GIVEN DATA:
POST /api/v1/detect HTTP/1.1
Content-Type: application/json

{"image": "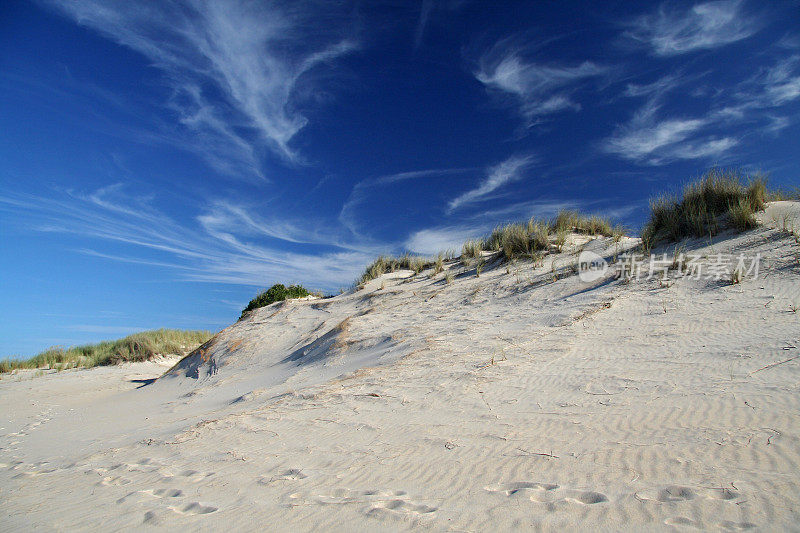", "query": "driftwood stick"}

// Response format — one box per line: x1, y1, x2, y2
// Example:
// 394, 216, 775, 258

TASK TO COMPLETE:
Could you pull out every row above that contains the string "line"? Treat uppercase and lowercase as different.

ANSWER FOR THIS EXERCISE:
// Response format — one box per line: x1, y1, x2, y2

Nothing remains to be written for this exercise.